Written instruction :: Set the listing down unchanged, minus every embedded image.
-------- Provided records --------
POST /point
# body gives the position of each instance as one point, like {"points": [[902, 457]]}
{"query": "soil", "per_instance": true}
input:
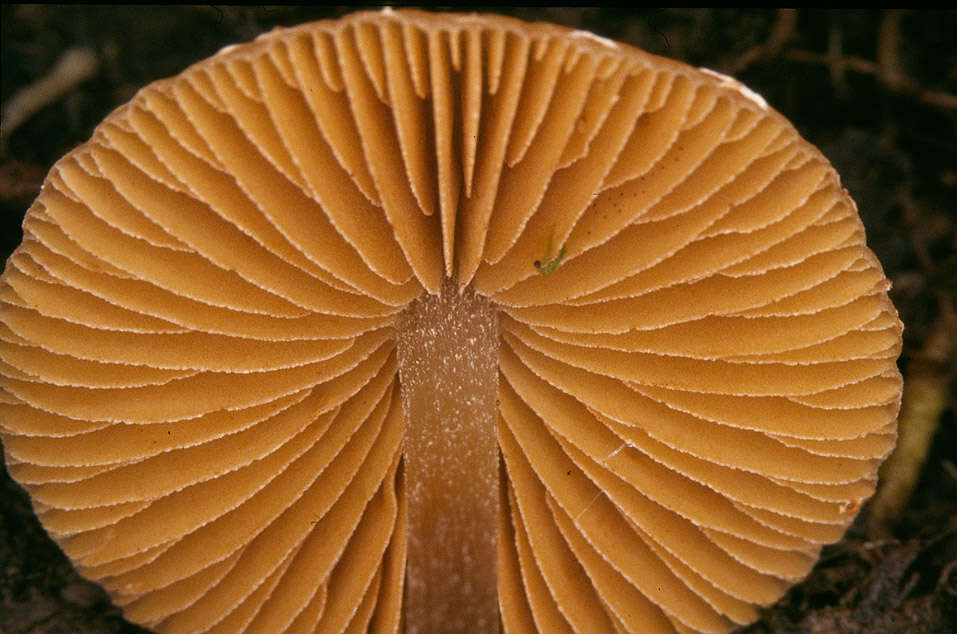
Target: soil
{"points": [[875, 90]]}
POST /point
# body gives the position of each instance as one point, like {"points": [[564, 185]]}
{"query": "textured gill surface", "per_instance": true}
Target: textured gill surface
{"points": [[200, 384], [448, 355]]}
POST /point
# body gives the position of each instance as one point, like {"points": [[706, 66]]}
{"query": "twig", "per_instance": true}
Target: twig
{"points": [[782, 31], [936, 98], [74, 67]]}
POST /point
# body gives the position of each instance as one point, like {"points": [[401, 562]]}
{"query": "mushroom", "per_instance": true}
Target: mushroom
{"points": [[445, 321]]}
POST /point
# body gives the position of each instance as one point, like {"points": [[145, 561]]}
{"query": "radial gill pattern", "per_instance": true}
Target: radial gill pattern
{"points": [[696, 353]]}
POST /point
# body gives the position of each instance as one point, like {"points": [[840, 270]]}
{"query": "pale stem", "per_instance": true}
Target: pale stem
{"points": [[448, 371]]}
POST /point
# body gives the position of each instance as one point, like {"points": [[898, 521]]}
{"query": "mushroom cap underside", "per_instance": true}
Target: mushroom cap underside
{"points": [[696, 365]]}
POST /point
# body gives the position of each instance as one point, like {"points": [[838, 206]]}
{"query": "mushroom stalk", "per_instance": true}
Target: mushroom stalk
{"points": [[448, 346]]}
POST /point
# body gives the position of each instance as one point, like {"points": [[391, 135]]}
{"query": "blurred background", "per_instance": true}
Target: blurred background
{"points": [[875, 90]]}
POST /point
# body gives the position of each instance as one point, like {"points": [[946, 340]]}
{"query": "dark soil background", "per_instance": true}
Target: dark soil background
{"points": [[875, 90]]}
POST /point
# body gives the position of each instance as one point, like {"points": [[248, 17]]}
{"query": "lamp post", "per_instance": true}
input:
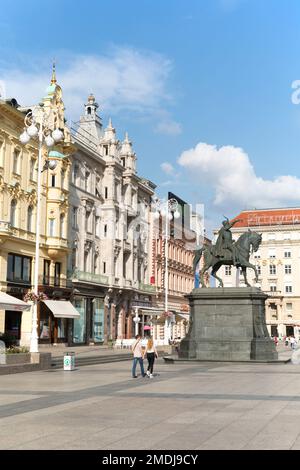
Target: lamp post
{"points": [[37, 125], [136, 320], [167, 209]]}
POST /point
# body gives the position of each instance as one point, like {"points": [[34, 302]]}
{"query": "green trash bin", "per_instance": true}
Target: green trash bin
{"points": [[69, 361]]}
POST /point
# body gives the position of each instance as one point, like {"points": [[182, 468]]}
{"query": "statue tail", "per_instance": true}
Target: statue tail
{"points": [[197, 256]]}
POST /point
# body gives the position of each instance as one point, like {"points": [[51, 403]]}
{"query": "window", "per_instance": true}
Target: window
{"points": [[272, 269], [96, 264], [86, 261], [13, 213], [272, 253], [57, 271], [51, 227], [75, 173], [97, 187], [1, 153], [46, 277], [97, 226], [29, 218], [74, 217], [32, 169], [87, 181], [87, 221], [62, 226], [16, 161], [258, 268], [288, 269], [18, 268]]}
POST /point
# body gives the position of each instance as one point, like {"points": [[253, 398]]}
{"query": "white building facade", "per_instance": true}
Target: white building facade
{"points": [[278, 264]]}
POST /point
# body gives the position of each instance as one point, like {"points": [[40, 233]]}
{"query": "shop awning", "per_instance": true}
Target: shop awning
{"points": [[62, 309], [8, 302]]}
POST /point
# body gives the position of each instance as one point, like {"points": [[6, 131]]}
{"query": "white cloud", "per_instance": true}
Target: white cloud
{"points": [[167, 168], [124, 79], [169, 128], [233, 180]]}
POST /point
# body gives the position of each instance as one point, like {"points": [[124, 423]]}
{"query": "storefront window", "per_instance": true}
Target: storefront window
{"points": [[45, 327], [98, 320], [61, 328], [79, 328]]}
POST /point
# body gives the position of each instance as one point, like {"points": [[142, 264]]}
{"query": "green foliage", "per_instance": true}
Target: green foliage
{"points": [[9, 340], [17, 350]]}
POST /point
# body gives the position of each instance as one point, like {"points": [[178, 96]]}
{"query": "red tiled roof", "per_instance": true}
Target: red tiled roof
{"points": [[267, 217]]}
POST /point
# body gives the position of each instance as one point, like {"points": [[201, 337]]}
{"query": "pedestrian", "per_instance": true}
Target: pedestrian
{"points": [[293, 342], [137, 356], [151, 356]]}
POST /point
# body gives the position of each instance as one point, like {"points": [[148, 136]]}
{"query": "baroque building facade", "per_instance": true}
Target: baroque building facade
{"points": [[110, 214], [18, 193], [278, 264]]}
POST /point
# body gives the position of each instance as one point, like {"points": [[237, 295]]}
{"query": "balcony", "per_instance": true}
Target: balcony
{"points": [[52, 281], [5, 227], [272, 293], [147, 288], [89, 277]]}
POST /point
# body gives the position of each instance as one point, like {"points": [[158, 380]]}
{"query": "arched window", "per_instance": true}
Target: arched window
{"points": [[13, 213], [51, 227], [29, 219], [62, 226]]}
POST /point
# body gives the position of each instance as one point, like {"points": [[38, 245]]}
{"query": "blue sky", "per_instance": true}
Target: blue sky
{"points": [[202, 86]]}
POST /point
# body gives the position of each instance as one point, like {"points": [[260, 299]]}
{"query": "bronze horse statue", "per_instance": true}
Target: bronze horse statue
{"points": [[247, 243]]}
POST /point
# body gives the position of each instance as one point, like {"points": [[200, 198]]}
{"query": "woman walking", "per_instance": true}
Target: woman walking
{"points": [[151, 355]]}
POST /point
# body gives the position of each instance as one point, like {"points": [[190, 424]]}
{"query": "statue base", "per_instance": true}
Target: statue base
{"points": [[228, 324]]}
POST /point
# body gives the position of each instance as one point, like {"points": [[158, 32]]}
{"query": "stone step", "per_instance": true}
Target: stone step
{"points": [[57, 362]]}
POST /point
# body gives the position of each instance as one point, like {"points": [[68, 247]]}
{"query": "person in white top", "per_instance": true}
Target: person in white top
{"points": [[151, 355], [137, 356]]}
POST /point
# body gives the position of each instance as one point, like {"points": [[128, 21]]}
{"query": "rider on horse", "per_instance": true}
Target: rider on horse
{"points": [[225, 242]]}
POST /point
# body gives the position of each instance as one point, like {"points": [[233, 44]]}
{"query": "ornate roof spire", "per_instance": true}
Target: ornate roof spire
{"points": [[53, 78]]}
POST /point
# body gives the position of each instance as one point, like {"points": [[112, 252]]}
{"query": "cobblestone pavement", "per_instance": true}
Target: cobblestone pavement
{"points": [[186, 406]]}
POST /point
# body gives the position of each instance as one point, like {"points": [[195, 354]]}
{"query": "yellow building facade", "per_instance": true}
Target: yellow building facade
{"points": [[18, 204]]}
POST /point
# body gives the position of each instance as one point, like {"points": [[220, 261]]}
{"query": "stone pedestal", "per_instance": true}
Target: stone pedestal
{"points": [[228, 324]]}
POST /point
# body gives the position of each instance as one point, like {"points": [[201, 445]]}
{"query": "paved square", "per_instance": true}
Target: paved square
{"points": [[186, 406]]}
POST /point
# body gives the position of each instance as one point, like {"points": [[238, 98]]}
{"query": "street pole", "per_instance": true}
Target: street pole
{"points": [[167, 327], [34, 335]]}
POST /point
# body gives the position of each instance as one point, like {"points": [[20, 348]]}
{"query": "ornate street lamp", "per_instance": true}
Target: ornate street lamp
{"points": [[37, 126], [136, 320], [167, 209]]}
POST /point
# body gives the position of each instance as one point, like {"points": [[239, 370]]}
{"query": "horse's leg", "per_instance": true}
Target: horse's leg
{"points": [[213, 273], [207, 261], [244, 271]]}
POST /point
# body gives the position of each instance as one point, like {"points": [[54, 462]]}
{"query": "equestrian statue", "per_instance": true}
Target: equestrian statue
--------
Problem solution ::
POST /point
# body gives the position of each instance as one point, like {"points": [[902, 457]]}
{"query": "soil", "per_instance": true}
input:
Target: soil
{"points": [[875, 90]]}
POST /point
# body gives the position of each instance as one point, like {"points": [[564, 185]]}
{"query": "textured gill surface", "per_instance": true}
Target: textured gill surface
{"points": [[200, 384], [448, 355]]}
POST /point
# body gives the position of each instance as one point, like {"points": [[706, 66]]}
{"query": "twig", "per_instance": true}
Target: twig
{"points": [[782, 31], [936, 98], [74, 67]]}
POST /point
# body gives the position of each instance as one point, like {"points": [[401, 562]]}
{"query": "mushroom", "per_instance": true}
Target: mushroom
{"points": [[445, 321]]}
POST /point
# body gives the position of each instance as one point, like {"points": [[145, 561]]}
{"query": "radial gill pattern", "per_instance": true}
Target: radial gill pattern
{"points": [[696, 353]]}
POST /point
# body gives the position of each instance as one point, like {"points": [[840, 270]]}
{"query": "pale stem", "per_instance": true}
Target: pale stem
{"points": [[448, 371]]}
POST /point
# body gives the position of each instance as one point, like {"points": [[898, 521]]}
{"query": "mushroom cap underside", "per_instance": true}
Target: mushroom cap underside
{"points": [[696, 365]]}
POST /point
# body gives the position of each instance as one point, like {"points": [[838, 206]]}
{"query": "mushroom stalk", "per_instance": true}
Target: mushroom stalk
{"points": [[448, 346]]}
POST /point
# body gives the position of each instance as one point, like {"points": [[391, 135]]}
{"query": "blurred background", "per_instance": true}
Target: blurred background
{"points": [[875, 90]]}
POST /point
# body gives the position of each instance as one point, like {"points": [[946, 340]]}
{"query": "dark soil background", "per_instance": true}
Target: dark soil background
{"points": [[875, 90]]}
POST /point
# body gives the position of each instance as one point, like {"points": [[248, 17]]}
{"query": "lamp post", "per_instance": true}
input:
Target: lamp post
{"points": [[37, 125], [136, 320], [167, 209]]}
POST /point
# body gives the position of each instance as one point, like {"points": [[34, 302]]}
{"query": "green trash bin", "per_instance": true}
Target: green trash bin
{"points": [[69, 361]]}
POST /point
# body gives the position of each instance as one point, like {"points": [[182, 468]]}
{"query": "statue tail", "per_instance": true}
Target: statue tail
{"points": [[197, 256]]}
POST /point
# body gives the position of each instance as one point, like {"points": [[51, 403]]}
{"query": "window", "per_instance": true}
Target: window
{"points": [[272, 269], [96, 264], [86, 261], [13, 213], [272, 253], [57, 271], [51, 227], [75, 173], [97, 187], [1, 153], [46, 277], [97, 226], [29, 218], [74, 217], [32, 169], [87, 181], [87, 221], [62, 226], [16, 161], [258, 268], [288, 269], [18, 268]]}
POST /point
# body gives the position of each instance as one point, like {"points": [[253, 398]]}
{"query": "white building facade", "per_instance": true}
Target: white building facade
{"points": [[278, 264]]}
POST /point
# body gives the position of each instance as one point, like {"points": [[40, 233]]}
{"query": "shop awning", "per_instance": true}
Target: shop awning
{"points": [[62, 309], [8, 302]]}
POST /point
# body gives the position of each instance as one point, like {"points": [[6, 131]]}
{"query": "white cloud", "per_instance": true}
Target: white cloud
{"points": [[167, 168], [124, 79], [169, 128], [233, 180]]}
POST /point
# body gives the position of each instance as one point, like {"points": [[124, 423]]}
{"query": "storefront window", "per_instance": true}
Target: storefront window
{"points": [[45, 327], [98, 320], [61, 328], [79, 328]]}
POST /point
# body gives the position of each instance as one point, like {"points": [[142, 264]]}
{"query": "green foliage", "per_instance": true}
Target: green foliage
{"points": [[9, 340], [17, 350]]}
POST /point
# body gives the position of each instance as one point, like {"points": [[178, 96]]}
{"query": "red tiled roof", "per_instance": true}
Target: red tiled roof
{"points": [[267, 217]]}
POST /point
# body gives the position of each instance as one point, like {"points": [[201, 337]]}
{"query": "pedestrian", "per_instance": true}
Target: pedestrian
{"points": [[293, 342], [137, 356], [151, 356]]}
POST /point
# body gives the position of each instance as one point, like {"points": [[148, 136]]}
{"query": "baroque building facade", "per_instance": true}
Target: baroque building facade
{"points": [[110, 214], [18, 193], [278, 264]]}
POST /point
# body gives the position of each instance as one point, like {"points": [[237, 295]]}
{"query": "balcony", "per_instance": true}
Target: balcony
{"points": [[52, 281], [5, 227], [272, 293], [147, 288], [89, 277]]}
POST /point
# body gives the position of each instance as one point, like {"points": [[158, 380]]}
{"query": "arched window", "per_instance": true}
Target: arched window
{"points": [[13, 213], [51, 227], [29, 219], [62, 226]]}
POST /point
# body gives the position of each instance as one point, like {"points": [[38, 245]]}
{"query": "blue sky", "per_instance": true}
Target: blue sky
{"points": [[202, 86]]}
POST /point
# body gives the position of each instance as one point, like {"points": [[260, 299]]}
{"query": "bronze horse statue", "per_instance": true}
Target: bronze horse statue
{"points": [[247, 243]]}
POST /point
# body gives the position of each instance as one point, like {"points": [[200, 198]]}
{"query": "woman walking", "per_instance": true}
Target: woman walking
{"points": [[151, 355]]}
POST /point
# body gives the position of each instance as one point, like {"points": [[190, 424]]}
{"query": "statue base", "per_instance": true}
Target: statue base
{"points": [[228, 324]]}
POST /point
# body gives the position of each instance as one point, like {"points": [[158, 32]]}
{"query": "stone step", "per_instance": true}
Target: stone step
{"points": [[57, 362]]}
POST /point
# body gives the position of each instance as one point, like {"points": [[68, 247]]}
{"query": "person in white top", "per_instance": true}
Target: person in white top
{"points": [[151, 355], [137, 356]]}
POST /point
# body gives the position of each instance as one point, like {"points": [[128, 21]]}
{"query": "rider on horse", "per_instance": true}
Target: rider on horse
{"points": [[225, 242]]}
POST /point
# body gives the position of each instance as one point, like {"points": [[233, 44]]}
{"query": "ornate roof spire", "per_instance": true}
Target: ornate roof spire
{"points": [[53, 78]]}
POST /point
# body gives the position of each instance as one point, like {"points": [[112, 252]]}
{"query": "cobblestone pavement", "per_instance": true}
Target: cobblestone pavement
{"points": [[186, 406]]}
POST /point
# body gives the position of each instance as one point, like {"points": [[195, 354]]}
{"query": "yellow building facade", "per_instance": true}
Target: yellow building facade
{"points": [[18, 204]]}
POST /point
# body gives the position of each instance as one point, like {"points": [[220, 261]]}
{"query": "stone pedestal", "per_instance": true}
Target: stone pedestal
{"points": [[228, 324]]}
POST /point
# body gives the position of each instance as one point, like {"points": [[201, 445]]}
{"query": "paved square", "per_instance": true}
Target: paved square
{"points": [[186, 406]]}
POST /point
# body gives the position of each instance as one point, like {"points": [[238, 98]]}
{"query": "street pole", "per_instance": true}
Target: street pole
{"points": [[167, 327], [34, 335]]}
POST /point
# body gives the position of each instance as one point, like {"points": [[20, 348]]}
{"query": "ornate street lamp", "per_instance": true}
Target: ornate street lamp
{"points": [[37, 126], [136, 320], [167, 209]]}
POST /point
# body gives the position of each instance as one point, like {"points": [[239, 370]]}
{"query": "horse's leg", "per_instance": true}
Target: horse's leg
{"points": [[213, 273], [207, 261], [244, 271]]}
POST /point
# body gives the position of each instance as one point, like {"points": [[54, 462]]}
{"query": "equestrian statue", "per_instance": true}
Target: equestrian statue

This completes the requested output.